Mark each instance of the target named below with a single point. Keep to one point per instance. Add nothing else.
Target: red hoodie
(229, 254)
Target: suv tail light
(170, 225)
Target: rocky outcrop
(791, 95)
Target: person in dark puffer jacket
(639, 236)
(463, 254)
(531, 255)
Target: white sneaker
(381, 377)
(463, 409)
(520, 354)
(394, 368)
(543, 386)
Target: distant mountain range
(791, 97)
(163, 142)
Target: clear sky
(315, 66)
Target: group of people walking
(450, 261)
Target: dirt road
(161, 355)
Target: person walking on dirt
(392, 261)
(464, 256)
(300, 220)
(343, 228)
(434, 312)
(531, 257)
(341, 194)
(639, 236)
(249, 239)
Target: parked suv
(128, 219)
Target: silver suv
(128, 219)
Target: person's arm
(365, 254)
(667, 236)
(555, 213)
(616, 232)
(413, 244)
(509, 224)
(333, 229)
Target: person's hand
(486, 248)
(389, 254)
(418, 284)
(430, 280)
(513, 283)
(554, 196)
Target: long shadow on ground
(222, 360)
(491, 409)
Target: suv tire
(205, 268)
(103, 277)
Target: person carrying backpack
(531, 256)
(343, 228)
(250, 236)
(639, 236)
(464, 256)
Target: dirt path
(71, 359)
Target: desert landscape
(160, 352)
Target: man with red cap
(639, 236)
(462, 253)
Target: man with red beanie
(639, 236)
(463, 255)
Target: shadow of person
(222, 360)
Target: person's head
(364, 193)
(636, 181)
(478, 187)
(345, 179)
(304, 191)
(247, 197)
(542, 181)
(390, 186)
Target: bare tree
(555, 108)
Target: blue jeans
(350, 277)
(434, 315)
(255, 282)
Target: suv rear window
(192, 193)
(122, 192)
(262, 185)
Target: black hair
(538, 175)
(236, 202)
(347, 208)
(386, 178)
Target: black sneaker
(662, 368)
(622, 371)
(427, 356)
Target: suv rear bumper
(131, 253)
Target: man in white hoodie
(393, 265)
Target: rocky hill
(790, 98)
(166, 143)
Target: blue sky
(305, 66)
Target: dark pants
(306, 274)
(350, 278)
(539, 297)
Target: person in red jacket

::::

Set task
Give all of the data above as a JSON list of strings, one string per line, with blank lines left out.

Result of the task
[
  "Mark each instance of the target named below with a single point. Keep to one point per instance. Add nothing else.",
  "Target: red hoodie",
  "(229, 254)",
  "Target: suv tail light",
  "(170, 225)",
  "Target: rocky outcrop",
  "(791, 95)",
  "Target: person in dark puffer jacket",
  "(639, 236)",
  "(463, 254)",
  "(531, 255)",
  "Target: white sneaker",
  "(381, 377)",
  "(463, 409)",
  "(520, 354)",
  "(394, 368)",
  "(543, 386)",
  "Target: distant mountain range",
  "(791, 97)",
  "(163, 142)",
  "Target: clear sky",
  "(315, 66)",
  "Target: group of people walking",
  "(450, 261)",
  "Target: dirt road",
  "(161, 355)",
  "Target: person walking on dirt",
  "(392, 261)",
  "(464, 256)",
  "(300, 220)",
  "(343, 228)",
  "(434, 312)",
  "(531, 257)",
  "(341, 194)",
  "(639, 236)",
  "(249, 239)",
  "Target: parked suv",
  "(128, 219)",
  "Target: silver suv",
  "(128, 219)",
  "Target: person's arm",
  "(365, 254)",
  "(667, 236)",
  "(555, 213)",
  "(616, 232)",
  "(413, 244)",
  "(509, 224)",
  "(333, 229)",
  "Target: person's hand",
  "(486, 248)",
  "(389, 254)",
  "(418, 284)",
  "(430, 280)",
  "(513, 283)",
  "(554, 196)",
  "Target: long shadow on ground",
  "(222, 360)",
  "(491, 409)",
  "Target: suv tire",
  "(205, 268)",
  "(103, 277)",
  "Target: person carrying backpack",
  "(531, 256)",
  "(343, 228)",
  "(250, 236)",
  "(639, 236)",
  "(464, 256)",
  "Target: dirt path",
  "(71, 359)",
  "Target: desert landscape",
  "(160, 352)",
  "Target: man with red cap",
  "(639, 236)",
  "(462, 253)",
  "Target: man with red beanie",
  "(639, 236)",
  "(463, 255)",
  "Target: shadow of person",
  "(222, 360)",
  "Target: person's head",
  "(364, 193)",
  "(636, 181)",
  "(478, 187)",
  "(345, 179)",
  "(304, 191)",
  "(247, 197)",
  "(542, 181)",
  "(390, 186)",
  "Target: bare tree",
  "(555, 108)",
  "Target: blue jeans",
  "(350, 277)",
  "(434, 315)",
  "(255, 282)",
  "Target: suv rear window",
  "(192, 193)",
  "(122, 192)",
  "(262, 185)",
  "Target: black hair",
  "(538, 175)",
  "(236, 202)",
  "(347, 208)",
  "(386, 178)",
  "Target: black sneaker",
  "(662, 368)",
  "(622, 371)",
  "(427, 356)",
  "Target: suv rear bumper",
  "(131, 253)",
  "Target: man in white hoodie",
  "(393, 265)",
  "Target: rocky hill",
  "(790, 98)",
  "(166, 143)",
  "Target: blue sky",
  "(305, 66)",
  "Target: dark pants",
  "(306, 274)",
  "(350, 278)",
  "(539, 297)",
  "Target: person in red jacket"
]